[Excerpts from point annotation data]

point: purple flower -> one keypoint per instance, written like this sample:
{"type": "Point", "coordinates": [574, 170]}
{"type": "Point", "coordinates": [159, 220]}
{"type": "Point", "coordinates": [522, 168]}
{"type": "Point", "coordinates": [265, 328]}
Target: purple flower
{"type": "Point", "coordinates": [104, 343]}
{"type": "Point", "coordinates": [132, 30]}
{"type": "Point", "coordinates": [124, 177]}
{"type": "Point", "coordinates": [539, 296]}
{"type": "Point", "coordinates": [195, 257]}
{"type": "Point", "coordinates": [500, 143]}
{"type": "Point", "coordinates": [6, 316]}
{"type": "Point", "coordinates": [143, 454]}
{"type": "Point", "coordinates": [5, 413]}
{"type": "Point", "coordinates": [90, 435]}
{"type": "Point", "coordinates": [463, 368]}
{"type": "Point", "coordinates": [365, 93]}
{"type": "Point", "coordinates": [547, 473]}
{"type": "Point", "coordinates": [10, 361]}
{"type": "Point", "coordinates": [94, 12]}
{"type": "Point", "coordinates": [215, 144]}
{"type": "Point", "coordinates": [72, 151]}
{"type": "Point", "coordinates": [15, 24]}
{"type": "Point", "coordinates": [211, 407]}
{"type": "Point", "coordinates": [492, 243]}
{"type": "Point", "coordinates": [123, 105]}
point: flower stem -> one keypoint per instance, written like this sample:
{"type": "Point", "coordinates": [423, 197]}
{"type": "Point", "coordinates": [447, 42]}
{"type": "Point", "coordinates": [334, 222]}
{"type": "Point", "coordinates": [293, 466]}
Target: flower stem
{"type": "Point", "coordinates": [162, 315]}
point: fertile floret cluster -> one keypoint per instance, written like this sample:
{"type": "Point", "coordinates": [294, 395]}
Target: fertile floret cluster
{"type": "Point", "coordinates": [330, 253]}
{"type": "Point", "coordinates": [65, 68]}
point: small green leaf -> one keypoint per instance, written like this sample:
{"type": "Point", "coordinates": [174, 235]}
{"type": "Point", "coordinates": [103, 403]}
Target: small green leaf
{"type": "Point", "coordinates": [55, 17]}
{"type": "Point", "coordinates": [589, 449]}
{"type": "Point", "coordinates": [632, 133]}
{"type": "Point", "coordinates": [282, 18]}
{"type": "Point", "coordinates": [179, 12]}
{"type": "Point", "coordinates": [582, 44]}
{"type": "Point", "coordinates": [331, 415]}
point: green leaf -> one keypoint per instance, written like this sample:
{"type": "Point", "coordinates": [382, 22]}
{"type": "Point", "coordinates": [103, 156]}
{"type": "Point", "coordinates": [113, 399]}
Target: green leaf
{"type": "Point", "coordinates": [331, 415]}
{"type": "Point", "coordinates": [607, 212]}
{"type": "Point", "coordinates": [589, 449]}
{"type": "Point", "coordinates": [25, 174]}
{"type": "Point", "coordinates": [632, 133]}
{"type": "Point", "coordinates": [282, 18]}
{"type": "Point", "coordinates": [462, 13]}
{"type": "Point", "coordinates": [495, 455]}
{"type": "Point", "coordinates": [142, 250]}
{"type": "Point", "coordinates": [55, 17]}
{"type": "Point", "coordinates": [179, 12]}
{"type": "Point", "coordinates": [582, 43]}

__EXERCISE INSTRUCTIONS__
Reproduce the entire listing above, line for line, with nothing changed.

__ANSWER TO THE TASK__
point: purple flower -> one keypoint per instance, written like this sample:
{"type": "Point", "coordinates": [574, 170]}
{"type": "Point", "coordinates": [159, 220]}
{"type": "Point", "coordinates": [522, 168]}
{"type": "Point", "coordinates": [265, 328]}
Target: purple flower
{"type": "Point", "coordinates": [104, 343]}
{"type": "Point", "coordinates": [132, 30]}
{"type": "Point", "coordinates": [124, 177]}
{"type": "Point", "coordinates": [539, 296]}
{"type": "Point", "coordinates": [195, 257]}
{"type": "Point", "coordinates": [500, 143]}
{"type": "Point", "coordinates": [6, 316]}
{"type": "Point", "coordinates": [143, 454]}
{"type": "Point", "coordinates": [5, 413]}
{"type": "Point", "coordinates": [90, 435]}
{"type": "Point", "coordinates": [463, 368]}
{"type": "Point", "coordinates": [365, 93]}
{"type": "Point", "coordinates": [547, 473]}
{"type": "Point", "coordinates": [10, 361]}
{"type": "Point", "coordinates": [94, 12]}
{"type": "Point", "coordinates": [215, 144]}
{"type": "Point", "coordinates": [72, 151]}
{"type": "Point", "coordinates": [15, 24]}
{"type": "Point", "coordinates": [211, 407]}
{"type": "Point", "coordinates": [492, 243]}
{"type": "Point", "coordinates": [123, 105]}
point: flower stem -> one keypoint per instance, written like this sample:
{"type": "Point", "coordinates": [423, 197]}
{"type": "Point", "coordinates": [447, 42]}
{"type": "Point", "coordinates": [334, 222]}
{"type": "Point", "coordinates": [293, 466]}
Target: flower stem
{"type": "Point", "coordinates": [162, 315]}
point: fertile floret cluster -> one keypoint per instance, written like this sample:
{"type": "Point", "coordinates": [294, 395]}
Target: fertile floret cluster
{"type": "Point", "coordinates": [330, 253]}
{"type": "Point", "coordinates": [65, 68]}
point: small green leaf -> one keypoint per instance, written like this sample:
{"type": "Point", "coordinates": [174, 235]}
{"type": "Point", "coordinates": [103, 403]}
Target: small green leaf
{"type": "Point", "coordinates": [55, 17]}
{"type": "Point", "coordinates": [589, 449]}
{"type": "Point", "coordinates": [632, 133]}
{"type": "Point", "coordinates": [282, 18]}
{"type": "Point", "coordinates": [179, 12]}
{"type": "Point", "coordinates": [582, 44]}
{"type": "Point", "coordinates": [331, 415]}
point: green leaf -> one keypoint per instance, written like this sample:
{"type": "Point", "coordinates": [382, 22]}
{"type": "Point", "coordinates": [103, 156]}
{"type": "Point", "coordinates": [113, 399]}
Target: green leaf
{"type": "Point", "coordinates": [331, 415]}
{"type": "Point", "coordinates": [607, 212]}
{"type": "Point", "coordinates": [589, 449]}
{"type": "Point", "coordinates": [25, 174]}
{"type": "Point", "coordinates": [632, 133]}
{"type": "Point", "coordinates": [282, 18]}
{"type": "Point", "coordinates": [462, 13]}
{"type": "Point", "coordinates": [495, 455]}
{"type": "Point", "coordinates": [142, 250]}
{"type": "Point", "coordinates": [55, 17]}
{"type": "Point", "coordinates": [179, 12]}
{"type": "Point", "coordinates": [582, 43]}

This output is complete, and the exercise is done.